◆ **REQUIRED WORK**
Line by line, transcribe the material shown below exactly.

◆ **DATA FOR PROCESSING**
>>

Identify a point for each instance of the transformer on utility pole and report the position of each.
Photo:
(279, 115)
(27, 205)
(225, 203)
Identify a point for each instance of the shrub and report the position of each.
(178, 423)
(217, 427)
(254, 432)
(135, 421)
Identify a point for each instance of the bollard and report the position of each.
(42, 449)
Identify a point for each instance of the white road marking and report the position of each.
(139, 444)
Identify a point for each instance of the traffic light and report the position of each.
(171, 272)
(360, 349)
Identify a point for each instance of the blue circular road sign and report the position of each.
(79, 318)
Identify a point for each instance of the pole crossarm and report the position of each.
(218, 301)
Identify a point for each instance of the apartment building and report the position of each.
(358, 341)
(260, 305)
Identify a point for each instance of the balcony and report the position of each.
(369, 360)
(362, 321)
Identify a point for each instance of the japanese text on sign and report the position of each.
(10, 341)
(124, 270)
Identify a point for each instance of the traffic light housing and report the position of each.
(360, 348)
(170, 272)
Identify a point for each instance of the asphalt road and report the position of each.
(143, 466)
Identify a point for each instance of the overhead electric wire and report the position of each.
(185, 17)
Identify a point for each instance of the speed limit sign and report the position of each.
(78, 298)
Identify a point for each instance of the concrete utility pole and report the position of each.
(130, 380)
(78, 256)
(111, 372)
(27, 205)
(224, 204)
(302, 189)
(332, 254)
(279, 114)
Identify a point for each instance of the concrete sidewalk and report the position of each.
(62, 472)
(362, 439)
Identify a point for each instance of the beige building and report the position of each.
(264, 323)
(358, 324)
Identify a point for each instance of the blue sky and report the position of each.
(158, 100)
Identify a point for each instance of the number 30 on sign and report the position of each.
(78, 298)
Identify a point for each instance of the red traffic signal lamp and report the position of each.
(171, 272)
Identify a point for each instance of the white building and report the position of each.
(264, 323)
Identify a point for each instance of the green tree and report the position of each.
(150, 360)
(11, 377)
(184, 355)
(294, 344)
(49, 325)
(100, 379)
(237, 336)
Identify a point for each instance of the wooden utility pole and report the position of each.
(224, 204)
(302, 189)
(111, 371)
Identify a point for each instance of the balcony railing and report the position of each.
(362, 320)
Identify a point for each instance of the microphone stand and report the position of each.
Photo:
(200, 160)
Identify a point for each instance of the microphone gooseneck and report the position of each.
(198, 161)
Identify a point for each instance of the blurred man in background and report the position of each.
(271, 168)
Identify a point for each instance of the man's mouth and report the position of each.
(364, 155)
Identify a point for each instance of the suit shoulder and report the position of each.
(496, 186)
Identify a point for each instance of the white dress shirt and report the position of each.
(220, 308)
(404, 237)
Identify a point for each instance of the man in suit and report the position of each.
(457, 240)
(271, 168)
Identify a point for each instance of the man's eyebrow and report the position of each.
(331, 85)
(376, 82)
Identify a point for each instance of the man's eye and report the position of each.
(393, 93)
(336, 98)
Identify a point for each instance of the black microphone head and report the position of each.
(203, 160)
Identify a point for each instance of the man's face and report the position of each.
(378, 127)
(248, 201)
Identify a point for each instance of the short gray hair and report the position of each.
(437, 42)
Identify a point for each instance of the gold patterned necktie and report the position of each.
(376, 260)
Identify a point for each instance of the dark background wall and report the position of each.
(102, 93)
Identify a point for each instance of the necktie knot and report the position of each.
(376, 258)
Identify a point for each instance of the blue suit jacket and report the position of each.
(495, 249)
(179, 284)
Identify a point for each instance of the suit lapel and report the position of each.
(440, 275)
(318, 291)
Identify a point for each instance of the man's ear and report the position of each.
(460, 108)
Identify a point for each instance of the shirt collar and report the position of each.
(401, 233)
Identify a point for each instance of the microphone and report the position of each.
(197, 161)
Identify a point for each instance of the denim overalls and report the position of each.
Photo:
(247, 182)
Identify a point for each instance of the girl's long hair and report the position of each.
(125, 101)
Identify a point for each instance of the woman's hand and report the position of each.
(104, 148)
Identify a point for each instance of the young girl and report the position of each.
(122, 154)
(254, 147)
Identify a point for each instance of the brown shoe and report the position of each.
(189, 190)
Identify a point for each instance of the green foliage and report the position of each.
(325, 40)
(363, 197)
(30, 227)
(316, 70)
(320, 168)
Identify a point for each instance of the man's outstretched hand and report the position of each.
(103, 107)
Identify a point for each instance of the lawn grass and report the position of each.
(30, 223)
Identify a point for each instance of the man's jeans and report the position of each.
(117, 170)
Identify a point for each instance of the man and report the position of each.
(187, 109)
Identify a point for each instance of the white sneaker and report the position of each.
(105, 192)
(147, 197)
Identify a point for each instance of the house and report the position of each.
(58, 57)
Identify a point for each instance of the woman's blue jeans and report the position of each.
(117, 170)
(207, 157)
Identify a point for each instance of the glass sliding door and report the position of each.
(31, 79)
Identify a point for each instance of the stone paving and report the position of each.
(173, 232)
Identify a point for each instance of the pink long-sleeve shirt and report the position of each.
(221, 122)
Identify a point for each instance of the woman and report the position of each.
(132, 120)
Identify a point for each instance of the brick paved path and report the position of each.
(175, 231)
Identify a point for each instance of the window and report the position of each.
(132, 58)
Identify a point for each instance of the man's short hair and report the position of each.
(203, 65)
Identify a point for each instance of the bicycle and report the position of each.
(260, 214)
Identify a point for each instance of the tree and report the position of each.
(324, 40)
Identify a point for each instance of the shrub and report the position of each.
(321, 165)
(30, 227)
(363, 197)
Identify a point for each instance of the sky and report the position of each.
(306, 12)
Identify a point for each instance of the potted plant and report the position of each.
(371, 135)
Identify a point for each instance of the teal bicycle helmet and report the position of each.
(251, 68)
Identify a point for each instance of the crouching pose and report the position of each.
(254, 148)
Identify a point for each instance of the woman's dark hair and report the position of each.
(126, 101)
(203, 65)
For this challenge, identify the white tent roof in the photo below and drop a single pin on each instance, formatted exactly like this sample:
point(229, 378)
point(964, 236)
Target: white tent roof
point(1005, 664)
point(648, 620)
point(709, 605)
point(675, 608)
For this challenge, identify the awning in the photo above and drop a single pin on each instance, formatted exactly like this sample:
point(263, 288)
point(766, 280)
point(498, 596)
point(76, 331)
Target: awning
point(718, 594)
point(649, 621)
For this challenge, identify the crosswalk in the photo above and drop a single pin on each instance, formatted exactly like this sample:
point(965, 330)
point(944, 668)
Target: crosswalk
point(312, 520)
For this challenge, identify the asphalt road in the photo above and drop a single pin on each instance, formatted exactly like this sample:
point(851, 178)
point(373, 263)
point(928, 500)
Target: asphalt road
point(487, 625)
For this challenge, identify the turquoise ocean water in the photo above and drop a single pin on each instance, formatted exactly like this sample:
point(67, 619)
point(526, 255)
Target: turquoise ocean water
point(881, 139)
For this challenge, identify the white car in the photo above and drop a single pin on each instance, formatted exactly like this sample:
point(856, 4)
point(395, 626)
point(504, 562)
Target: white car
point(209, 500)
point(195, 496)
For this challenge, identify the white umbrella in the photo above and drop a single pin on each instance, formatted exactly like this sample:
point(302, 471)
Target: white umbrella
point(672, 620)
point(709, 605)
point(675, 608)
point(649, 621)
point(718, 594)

<<

◆ **WRITTEN SOLUTION**
Identify a point for each instance of the transformer on utility pole and report the position of each.
Photo:
(279, 115)
(27, 205)
(225, 203)
Identify a point for each instance of the shrub and report the position of each.
(178, 423)
(217, 427)
(254, 432)
(135, 421)
Identify a point for each instance of the bollard and report the position of each.
(42, 449)
Identify a point for each instance of the white road marking and report the position of each.
(139, 444)
Identify a point for each instance of the traffic light and report the position of each.
(171, 272)
(360, 349)
Identify a point for each instance of the blue circular road sign and report the position of each.
(79, 318)
Identify a point for each instance of the pole crossarm and report the position of each.
(218, 301)
Identify a point for each instance of the apartment building and report the position of each.
(358, 341)
(260, 305)
Identify a point for each instance of the balcony and report the position of each.
(369, 360)
(362, 321)
Identify a point for each instance of the japanese text on sign and report the position of each.
(10, 341)
(124, 270)
Identify a point for each instance of the traffic light housing and report the position of each.
(360, 348)
(170, 272)
Identify a point for each instance of the asphalt road and report the position of each.
(143, 466)
Identify a point for each instance of the overhead electric wire and report the position of each.
(185, 17)
Identify a point for each instance of the speed limit sign and report the position of each.
(78, 298)
Identify a point for each instance of the concrete utility pole and report the position of each.
(130, 380)
(78, 256)
(111, 372)
(27, 205)
(224, 204)
(302, 189)
(332, 254)
(279, 114)
Identify a point for each instance of the concrete sidewalk and report the position of each.
(62, 472)
(362, 439)
Identify a point for each instance of the beige building and report the position of each.
(264, 323)
(358, 324)
Identify a point for each instance of the blue sky and report the position of each.
(158, 100)
Identify a point for each instance of the number 30 on sign and report the position of each.
(78, 298)
Identify a point for each instance of the red traffic signal lamp and report the position of each.
(171, 272)
Identify a point for each instance of the white building and report the position of each.
(264, 323)
Identify a point for each instance of the green tree and report the position of each.
(150, 360)
(11, 377)
(184, 355)
(294, 344)
(49, 325)
(100, 379)
(237, 336)
Identify a point for each instance of the wooden utility pole and report the position of each.
(224, 204)
(302, 189)
(111, 371)
Identify a point for each instance of the balcony railing and report the position of each.
(362, 320)
Identify a point for each instance of the microphone stand and report the position of each.
Photo:
(200, 160)
Identify a point for each instance of the microphone gooseneck and report the position of each.
(198, 161)
Identify a point for each instance of the blurred man in background and report the position of each.
(271, 168)
Identify a point for each instance of the man's mouth and report the position of each.
(364, 155)
Identify a point for each instance of the suit shoulder and report the position of each.
(496, 186)
Identify a point for each instance of the white dress shirt and report the position of each.
(220, 308)
(404, 237)
Identify a point for each instance of the man in suit and report the position of each.
(457, 240)
(271, 168)
Identify a point for each instance of the man's eyebrow and report the position of each.
(331, 85)
(376, 82)
Identify a point for each instance of the man's eye and report the position of each.
(393, 93)
(336, 98)
Identify a point for each instance of the black microphone head and report the position of each.
(203, 160)
Identify a point for each instance of the man's face and report the position of each.
(378, 127)
(248, 201)
Identify a point for each instance of the short gray hair and report the position of each.
(437, 42)
Identify a point for each instance of the gold patterned necktie and report the position of each.
(376, 260)
Identify a point for each instance of the dark background wall and report the position of each.
(102, 93)
Identify a point for each instance of the necktie knot and report the position of each.
(376, 258)
Identify a point for each instance of the blue suit jacket and report the position of each.
(495, 249)
(179, 284)
Identify a point for each instance of the suit lapel and report the position of each.
(440, 275)
(318, 291)
Identify a point for each instance of the man's ear and report the position of each.
(460, 108)
Identify a point for each instance of the shirt collar and report the position of each.
(401, 233)
Identify a point for each instance of the microphone and report the position of each.
(197, 161)
Identify a point for each instance of the denim overalls and report the position of each.
Photo:
(247, 182)
Identify a point for each instance of the girl's long hair and report the position of each.
(125, 101)
Identify a point for each instance of the woman's hand and report the position of each.
(104, 148)
Identify a point for each instance of the young girl and report the position of each.
(122, 154)
(254, 147)
Identify a point for each instance of the brown shoe and report the position of each.
(189, 190)
Identify a point for each instance of the green foliage and report the position of each.
(325, 40)
(363, 197)
(30, 227)
(316, 70)
(320, 168)
Identify a point for each instance of the man's outstretched hand and report the position of each.
(103, 107)
Identify a point for each instance of the lawn grass and report the position of each.
(30, 223)
Identify a point for each instance of the man's jeans and report the position of each.
(117, 170)
Identify a point for each instance of the man and report the position of each.
(187, 109)
Identify a point for each instance of the white sneaker and report the position of each.
(105, 192)
(147, 197)
Identify a point for each instance of the house and report the position of each.
(58, 57)
Identify a point for each instance of the woman's blue jeans and report the position of each.
(117, 170)
(207, 157)
Identify a point for each instance of the glass sliding door and report the position of each.
(31, 79)
Identify a point for each instance of the stone paving and report the position of each.
(173, 232)
Identify a point for each instance of the pink long-sleeve shirt and report the position of each.
(221, 122)
Identify a point for each instance of the woman and report the position of each.
(132, 120)
Identify a point for each instance of the brick paved path and report the position of each.
(175, 231)
Identify a point for each instance of the window and report the position of each.
(132, 58)
Identify a point for each instance of the man's short hair and report the position of each.
(203, 65)
Identify a point for each instance of the bicycle and report the position of each.
(260, 214)
Identify a point for each instance of the tree and report the position of each.
(324, 40)
Identify a point for each instance of the shrub and report the position of each.
(321, 165)
(30, 227)
(363, 197)
Identify a point for each instance of the sky and report the position of each.
(306, 12)
Identify a point for each instance of the potted plant and report the position of each.
(371, 135)
Identify a point for each instance of the teal bicycle helmet and report the position of each.
(251, 68)
Identify a point for each instance of the crouching pose and report the position of each.
(254, 148)
Identify a point for each instance of the woman's dark hair and report the position of each.
(126, 101)
(203, 65)
For this challenge, identify the white tent roof in the photo below and drop a single pin on each instance, formatted exactly like this sample:
point(229, 378)
point(964, 236)
Target: white tent roof
point(1005, 664)
point(648, 620)
point(709, 605)
point(675, 608)
For this challenge, identify the awning in the photo above and drop a single pin on each instance, formatted exactly like this sample:
point(263, 288)
point(766, 280)
point(498, 596)
point(76, 331)
Target: awning
point(718, 594)
point(649, 621)
For this challenge, identify the crosswalk in the photo above and drop a single pin on each instance, formatted exactly like this sample:
point(965, 330)
point(944, 668)
Target: crosswalk
point(312, 520)
For this challenge, identify the asphalt road in the photo above and drop a single pin on each instance, formatted exactly like this sample:
point(851, 178)
point(373, 263)
point(928, 500)
Target: asphalt road
point(487, 625)
For this challenge, identify the turquoise ocean water in the photo above and drop a single pin on each instance, formatted exactly like this sample:
point(67, 619)
point(526, 255)
Target: turquoise ocean water
point(881, 139)
For this challenge, identify the white car in the photo above and drop a single pin on each instance, formatted exactly like this sample:
point(856, 4)
point(395, 626)
point(504, 562)
Target: white car
point(209, 500)
point(195, 496)
For this challenge, identify the white umbrella in the photo above and drop a single pin on each instance, formatted exactly like this sample:
point(302, 471)
Target: white umbrella
point(672, 620)
point(709, 605)
point(675, 608)
point(649, 621)
point(718, 594)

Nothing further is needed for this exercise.